#### Given request 1:
Pull out each line of the listing that contains the string "cloud".

#### Passage shown:
--------------------

The AI Agent Trust Gap: Bridging Risk to Reliability | Elastic’s Philipp Krenn

Update: 2025-07-16

Description

The age of ubiquitous AI agents is here, bringing immense potential - and unprecedented risk.

Hosts Conor Bronsdon and Vikram Chatterji open the episode by discussing the urgent need for building trust and reliability into next-generation AI agents. Vikram unveils Galileo's free AI reliability platform for agents, featuring Luna 2 SLMs for real-time guardrails and its Insights Engine for automatic failure mode analysis. This platform enables cost-effective, low-latency production evaluations, significantly transforming debugging. Achieving trustworthy AI agents demands rigorous testing, continuous feedback, and robust guardrailing—complex challenges requiring powerful solutions from partners like Elastic.

--------------------

#### Supplied records:
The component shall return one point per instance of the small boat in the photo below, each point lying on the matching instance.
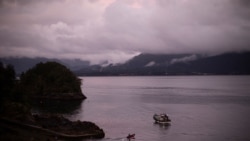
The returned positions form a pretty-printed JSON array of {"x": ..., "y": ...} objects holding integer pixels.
[
  {"x": 131, "y": 136},
  {"x": 161, "y": 118}
]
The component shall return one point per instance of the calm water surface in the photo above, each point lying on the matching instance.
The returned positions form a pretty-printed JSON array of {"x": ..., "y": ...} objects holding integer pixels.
[{"x": 202, "y": 108}]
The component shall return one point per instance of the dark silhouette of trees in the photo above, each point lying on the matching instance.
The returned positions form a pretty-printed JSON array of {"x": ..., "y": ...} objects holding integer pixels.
[{"x": 50, "y": 80}]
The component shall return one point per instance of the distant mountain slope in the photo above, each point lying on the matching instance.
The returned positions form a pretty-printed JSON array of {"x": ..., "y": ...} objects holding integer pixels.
[
  {"x": 152, "y": 64},
  {"x": 182, "y": 64},
  {"x": 23, "y": 64}
]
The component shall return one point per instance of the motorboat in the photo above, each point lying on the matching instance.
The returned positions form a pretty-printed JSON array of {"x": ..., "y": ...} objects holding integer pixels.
[{"x": 161, "y": 118}]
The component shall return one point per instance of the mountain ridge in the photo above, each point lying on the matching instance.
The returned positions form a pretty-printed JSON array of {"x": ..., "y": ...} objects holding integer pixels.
[{"x": 233, "y": 63}]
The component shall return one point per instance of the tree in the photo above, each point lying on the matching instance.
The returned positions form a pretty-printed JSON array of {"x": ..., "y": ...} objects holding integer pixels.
[{"x": 51, "y": 80}]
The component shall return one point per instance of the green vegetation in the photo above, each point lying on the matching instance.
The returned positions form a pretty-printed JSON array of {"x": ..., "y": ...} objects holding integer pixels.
[{"x": 51, "y": 80}]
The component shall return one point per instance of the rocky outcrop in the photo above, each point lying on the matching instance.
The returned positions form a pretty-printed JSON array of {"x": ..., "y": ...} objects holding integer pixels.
[{"x": 48, "y": 127}]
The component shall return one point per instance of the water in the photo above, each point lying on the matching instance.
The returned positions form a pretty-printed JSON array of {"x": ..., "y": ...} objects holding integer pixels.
[{"x": 207, "y": 108}]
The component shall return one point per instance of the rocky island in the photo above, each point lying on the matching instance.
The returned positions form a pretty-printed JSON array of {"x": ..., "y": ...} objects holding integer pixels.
[{"x": 49, "y": 80}]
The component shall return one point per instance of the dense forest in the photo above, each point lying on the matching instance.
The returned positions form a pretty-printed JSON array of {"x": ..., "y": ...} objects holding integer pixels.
[{"x": 51, "y": 80}]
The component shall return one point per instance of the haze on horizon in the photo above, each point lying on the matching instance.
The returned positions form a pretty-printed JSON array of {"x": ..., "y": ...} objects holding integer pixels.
[{"x": 116, "y": 30}]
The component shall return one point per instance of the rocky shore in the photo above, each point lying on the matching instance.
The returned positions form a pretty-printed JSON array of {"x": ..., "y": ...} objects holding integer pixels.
[{"x": 48, "y": 127}]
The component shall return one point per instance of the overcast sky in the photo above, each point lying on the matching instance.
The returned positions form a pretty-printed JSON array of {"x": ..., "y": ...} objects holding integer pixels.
[{"x": 116, "y": 30}]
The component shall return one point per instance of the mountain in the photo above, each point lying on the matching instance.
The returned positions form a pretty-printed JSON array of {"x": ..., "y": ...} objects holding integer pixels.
[
  {"x": 152, "y": 64},
  {"x": 23, "y": 64},
  {"x": 180, "y": 64}
]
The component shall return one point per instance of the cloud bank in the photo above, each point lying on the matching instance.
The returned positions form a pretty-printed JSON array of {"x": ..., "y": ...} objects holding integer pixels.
[{"x": 116, "y": 30}]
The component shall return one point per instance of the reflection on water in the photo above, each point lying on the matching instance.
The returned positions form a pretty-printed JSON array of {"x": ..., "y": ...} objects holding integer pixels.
[
  {"x": 56, "y": 106},
  {"x": 203, "y": 108}
]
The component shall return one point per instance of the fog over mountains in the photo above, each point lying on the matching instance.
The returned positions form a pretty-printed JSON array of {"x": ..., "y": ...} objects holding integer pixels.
[{"x": 151, "y": 64}]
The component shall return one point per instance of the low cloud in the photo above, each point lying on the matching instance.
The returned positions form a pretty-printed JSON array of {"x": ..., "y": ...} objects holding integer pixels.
[{"x": 116, "y": 30}]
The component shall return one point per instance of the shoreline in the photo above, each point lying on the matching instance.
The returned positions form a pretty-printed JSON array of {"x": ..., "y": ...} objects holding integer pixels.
[{"x": 16, "y": 130}]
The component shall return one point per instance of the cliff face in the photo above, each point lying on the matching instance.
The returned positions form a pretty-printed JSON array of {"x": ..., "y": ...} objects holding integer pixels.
[{"x": 51, "y": 80}]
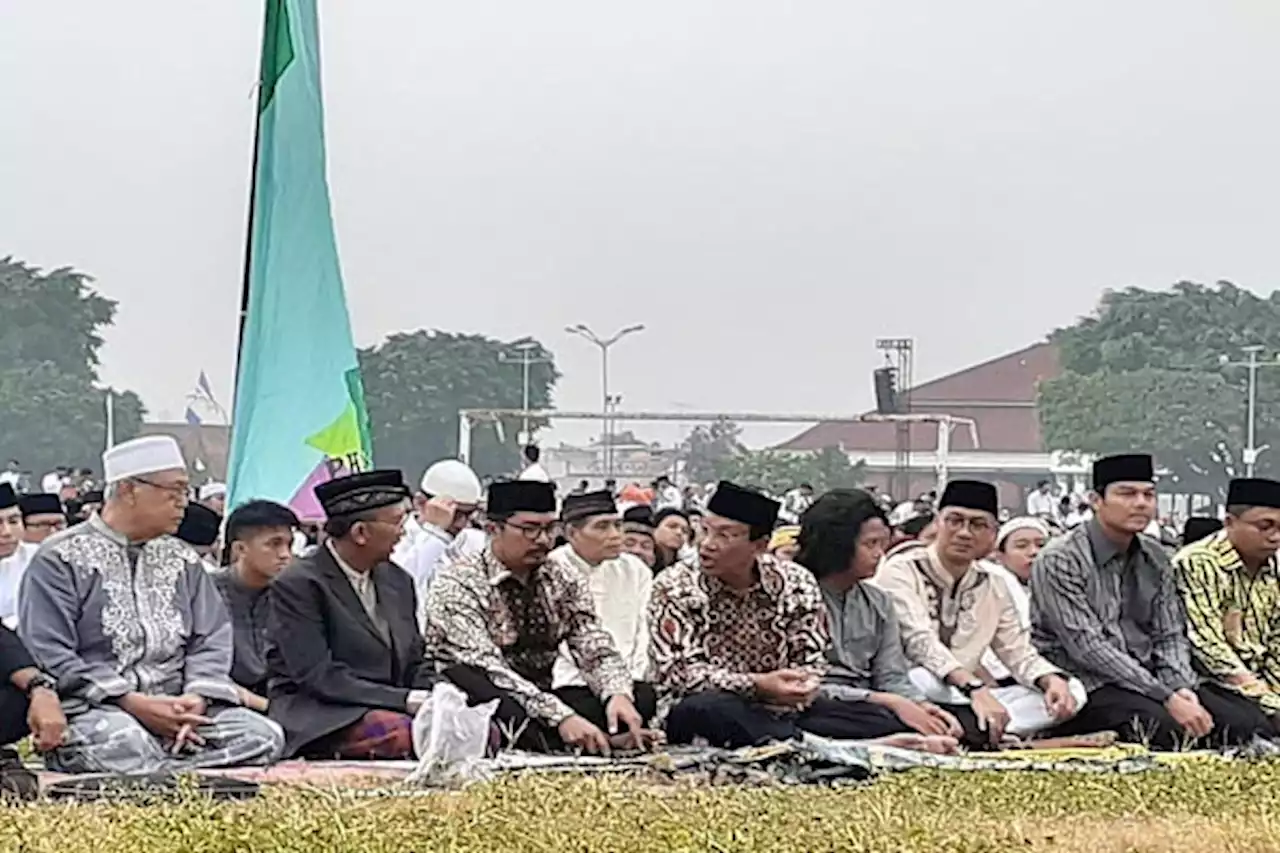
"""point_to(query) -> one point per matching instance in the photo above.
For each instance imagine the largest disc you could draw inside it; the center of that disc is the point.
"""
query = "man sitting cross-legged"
(346, 665)
(496, 623)
(127, 620)
(739, 639)
(620, 587)
(952, 610)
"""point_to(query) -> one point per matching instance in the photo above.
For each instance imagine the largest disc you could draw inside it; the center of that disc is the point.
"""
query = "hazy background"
(766, 185)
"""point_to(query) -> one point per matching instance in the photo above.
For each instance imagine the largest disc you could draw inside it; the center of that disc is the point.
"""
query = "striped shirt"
(1233, 616)
(1111, 616)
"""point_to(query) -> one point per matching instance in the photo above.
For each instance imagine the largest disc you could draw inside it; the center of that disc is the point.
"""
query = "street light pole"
(604, 343)
(525, 360)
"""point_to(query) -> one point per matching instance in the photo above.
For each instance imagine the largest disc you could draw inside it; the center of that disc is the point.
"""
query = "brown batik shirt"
(479, 614)
(707, 635)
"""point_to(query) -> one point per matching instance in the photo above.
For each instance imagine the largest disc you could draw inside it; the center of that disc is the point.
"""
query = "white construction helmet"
(452, 479)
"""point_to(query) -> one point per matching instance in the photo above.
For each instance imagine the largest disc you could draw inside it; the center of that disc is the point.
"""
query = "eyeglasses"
(177, 492)
(535, 532)
(978, 525)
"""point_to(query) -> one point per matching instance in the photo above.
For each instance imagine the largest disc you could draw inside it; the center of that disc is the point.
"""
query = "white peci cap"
(452, 479)
(145, 455)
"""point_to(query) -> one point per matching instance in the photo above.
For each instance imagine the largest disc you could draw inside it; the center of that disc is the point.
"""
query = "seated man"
(42, 515)
(739, 641)
(346, 664)
(1105, 605)
(496, 623)
(14, 555)
(259, 541)
(1230, 587)
(952, 610)
(842, 539)
(620, 591)
(129, 624)
(638, 534)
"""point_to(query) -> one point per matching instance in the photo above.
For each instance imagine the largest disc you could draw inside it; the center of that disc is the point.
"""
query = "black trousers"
(13, 715)
(1138, 719)
(730, 720)
(534, 735)
(589, 706)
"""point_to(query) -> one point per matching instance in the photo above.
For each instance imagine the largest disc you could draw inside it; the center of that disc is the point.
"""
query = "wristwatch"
(41, 680)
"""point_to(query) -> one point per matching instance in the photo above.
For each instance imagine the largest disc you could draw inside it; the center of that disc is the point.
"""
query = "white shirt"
(620, 589)
(1041, 505)
(535, 471)
(12, 569)
(1022, 601)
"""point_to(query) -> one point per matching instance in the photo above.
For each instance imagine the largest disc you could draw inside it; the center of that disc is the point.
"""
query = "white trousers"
(1025, 706)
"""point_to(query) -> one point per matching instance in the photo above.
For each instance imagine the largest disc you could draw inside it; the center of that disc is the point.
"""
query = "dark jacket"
(327, 662)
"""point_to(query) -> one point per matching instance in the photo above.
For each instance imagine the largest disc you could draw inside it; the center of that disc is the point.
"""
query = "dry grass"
(1216, 807)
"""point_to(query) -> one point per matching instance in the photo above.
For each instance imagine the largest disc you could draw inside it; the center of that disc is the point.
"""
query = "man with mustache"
(496, 621)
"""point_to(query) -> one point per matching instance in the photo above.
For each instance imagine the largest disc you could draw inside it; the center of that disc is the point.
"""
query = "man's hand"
(1187, 711)
(165, 716)
(439, 512)
(46, 720)
(992, 716)
(579, 733)
(787, 688)
(954, 728)
(1057, 697)
(621, 710)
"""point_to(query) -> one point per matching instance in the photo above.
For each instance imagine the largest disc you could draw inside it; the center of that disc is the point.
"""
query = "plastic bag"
(449, 738)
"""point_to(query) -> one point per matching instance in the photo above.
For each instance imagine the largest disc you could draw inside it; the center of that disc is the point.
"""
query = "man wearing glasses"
(496, 621)
(124, 619)
(1230, 585)
(344, 661)
(952, 610)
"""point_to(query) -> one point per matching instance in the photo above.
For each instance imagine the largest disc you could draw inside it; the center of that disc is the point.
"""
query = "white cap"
(452, 479)
(145, 455)
(210, 491)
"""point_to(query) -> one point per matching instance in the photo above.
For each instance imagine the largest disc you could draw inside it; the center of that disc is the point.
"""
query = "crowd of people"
(152, 634)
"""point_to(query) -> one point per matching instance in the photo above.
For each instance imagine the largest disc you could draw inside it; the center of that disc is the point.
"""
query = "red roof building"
(999, 395)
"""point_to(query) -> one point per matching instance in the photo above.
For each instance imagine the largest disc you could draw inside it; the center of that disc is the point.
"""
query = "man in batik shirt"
(1230, 585)
(739, 639)
(127, 620)
(496, 620)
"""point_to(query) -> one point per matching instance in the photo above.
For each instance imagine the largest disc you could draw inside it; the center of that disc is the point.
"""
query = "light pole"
(1252, 365)
(604, 343)
(525, 359)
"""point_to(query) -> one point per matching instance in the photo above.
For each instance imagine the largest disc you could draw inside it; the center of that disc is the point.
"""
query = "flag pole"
(252, 199)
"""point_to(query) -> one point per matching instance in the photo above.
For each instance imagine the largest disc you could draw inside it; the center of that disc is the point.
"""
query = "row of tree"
(1150, 369)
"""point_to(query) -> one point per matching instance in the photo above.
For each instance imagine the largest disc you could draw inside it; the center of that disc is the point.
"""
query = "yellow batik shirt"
(1233, 617)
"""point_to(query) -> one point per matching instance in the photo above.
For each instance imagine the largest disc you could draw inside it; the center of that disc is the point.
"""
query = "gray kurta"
(108, 617)
(865, 651)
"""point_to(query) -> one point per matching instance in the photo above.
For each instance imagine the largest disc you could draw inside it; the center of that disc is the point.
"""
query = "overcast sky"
(767, 185)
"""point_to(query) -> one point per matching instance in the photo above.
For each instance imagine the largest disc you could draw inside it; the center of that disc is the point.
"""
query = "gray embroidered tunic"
(108, 617)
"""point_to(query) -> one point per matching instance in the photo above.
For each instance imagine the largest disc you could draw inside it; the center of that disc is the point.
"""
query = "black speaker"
(886, 389)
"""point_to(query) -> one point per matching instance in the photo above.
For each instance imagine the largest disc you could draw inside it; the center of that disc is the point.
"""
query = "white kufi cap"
(140, 456)
(452, 479)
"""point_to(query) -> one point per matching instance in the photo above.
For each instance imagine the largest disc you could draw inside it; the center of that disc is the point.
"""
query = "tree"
(1147, 372)
(415, 383)
(777, 471)
(707, 447)
(54, 410)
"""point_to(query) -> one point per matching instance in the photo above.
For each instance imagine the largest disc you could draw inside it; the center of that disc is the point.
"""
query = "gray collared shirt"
(1111, 616)
(865, 652)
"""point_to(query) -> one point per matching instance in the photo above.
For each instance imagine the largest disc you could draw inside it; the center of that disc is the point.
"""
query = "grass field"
(1224, 808)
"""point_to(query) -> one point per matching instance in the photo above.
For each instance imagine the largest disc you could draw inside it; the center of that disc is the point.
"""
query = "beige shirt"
(947, 624)
(620, 589)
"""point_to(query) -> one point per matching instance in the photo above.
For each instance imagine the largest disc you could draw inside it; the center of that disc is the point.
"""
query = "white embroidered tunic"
(106, 617)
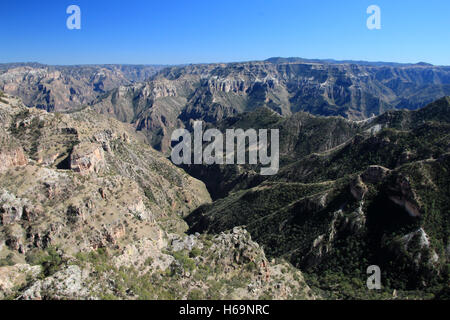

--------------------

#### Given request 2:
Reproduce the episode description verbatim between "Description" and "partners like Elastic.", inclusive.

#### Worked answer 1:
The component shall return one point per instance of the cloud bank in the photo above, each point lying on the matching instance.
The component shall return one point per instance of the low cloud in the photo above, each point lying on the matching instance.

#### Worked answer 2:
Description

The age of ubiquitous AI agents is here, bringing immense potential - and unprecedented risk.

Hosts Conor Bronsdon and Vikram Chatterji open the episode by discussing the urgent need for building trust and reliability into next-generation AI agents. Vikram unveils Galileo's free AI reliability platform for agents, featuring Luna 2 SLMs for real-time guardrails and its Insights Engine for automatic failure mode analysis. This platform enables cost-effective, low-latency production evaluations, significantly transforming debugging. Achieving trustworthy AI agents demands rigorous testing, continuous feedback, and robust guardrailing—complex challenges requiring powerful solutions from partners like Elastic.